**OBJECTIVES**
a - Which R packages does the Acero join issue load with library()? List every one.
b - Reproduce the Acero join issue word for word, everything from "In this issue" down to "trying to merge.".
c - Summarize the Acero join issue in two sentences.

**EXCERPT**
- 
                Notifications
    You must be signed in to change notification settings 
- Fork 3.9k
Description
TL;DR: PR 35087 introduced an explicit fail in large joins with Acero when key data is larger than 4GB (solving the problem reported by issue 34474). However, I think (but I'm not sure) that this quick fix is too restrictive because the total size condition is applied to the total size of tables to be joined, rather than to the size of keys. As a consequence, Acero fails when trying to merge large tables, even when the size of key data is well below 4 GB.
EDIT: It looks like this bug is actually related to the size of the right table, but unrelated to the size of the left table (see here).
In this issue I proceed in four steps. First, I show the test introduced by PR 35087 erroneously applies to the total size of data processed in the join, rather than the size of the key data. Second, I try to find the root cause of this behavior. Third, I discuss whether this is really a bug, or the expected behavior of Acero. Fourth, I suggest the sketch of a solution.
Description of the problem
PR 35087 introduced an explicit fail in large joins with Acero when key data is larger than 4GB (here). However, I discovered that this error message does disappear when I reduce the number of columns in the Arrow Tables I'm trying to merge.
In the following reproducible example, I generate a large Arrow Table and merge it with itself, increasing the number of columns in the right table. The merge works fine for a limited number of columns, then the error message pops up when the number of columns reaches a threshold (8 in my case).
As a consequence, Acero throws an error whenever I try to merge large Arrow Tables, even for tables with key data significantly smaller than 4 GB.
Reproducible example in R
library(stringi)
library(arrow)
library(dplyr)
# Generate a large number of rows with ONE heavy key column
n_rows <- 2e7
length_id <- 20
ids <- stringi::stri_rand_strings(n_rows, length = length_id)
# Create a large Arrow Table with heavy payloads
data <- data.frame(
  id = ids
) |> 
  as_arrow_table() |>
  mutate(
    # Create payload variables
    variable1   = id,
    variable2   = id,
    variable3   = id,
    variable4   = id,
    variable5   = id,
    variable6   = id,
    variable7   = id,
    variable8   = id,
    variable9   = id,
    variable10  = id
  ) |>
  compute()
vars <- names(data)[!names(data) %in% c("id")]
nb_var <- length(vars)
# Join the dataset with itself, with an increasing number of variables
lapply(1:nb_var, function(n) {
  print(paste0("Doing the join with ", n+1, " variables"))
  vars_temp <- c("id", vars[1:n])

**RAW RECORDS**
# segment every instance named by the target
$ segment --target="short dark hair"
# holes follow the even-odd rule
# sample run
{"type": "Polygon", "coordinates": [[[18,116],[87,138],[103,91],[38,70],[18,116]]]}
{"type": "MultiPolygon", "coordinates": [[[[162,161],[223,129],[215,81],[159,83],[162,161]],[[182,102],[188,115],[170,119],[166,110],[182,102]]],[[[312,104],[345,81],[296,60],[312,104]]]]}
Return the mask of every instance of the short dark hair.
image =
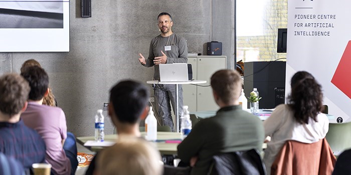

**ANSWERS TO THE EXERCISES**
a - stringi, arrow, dplyr

b -
In this issue I proceed in four steps. First, I show the test introduced by PR 35087 erroneously applies to the total size of data processed in the join, rather than the size of the key data. Second, I try to find the root cause of this behavior. Third, I discuss whether this is really a bug, or the expected behavior of Acero. Fourth, I suggest the sketch of a solution.
Description of the problem
PR 35087 introduced an explicit fail in large joins with Acero when key data is larger than 4GB (here). However, I discovered that this error message does disappear when I reduce the number of columns in the Arrow Tables I'm trying to merge.

c - PR 35087 made Acero fail on joins when key data is larger than 4 GB, but the writer suspects the check is applied to the total size of the tables rather than the size of the keys, so joins of large tables fail even when key data is well under 4 GB. In an R example that joins a large Arrow Table with itself while adding columns to the right table, the error shows up once the column count reaches 8, and an edit notes that the bug seems tied to the size of the right table but not the left.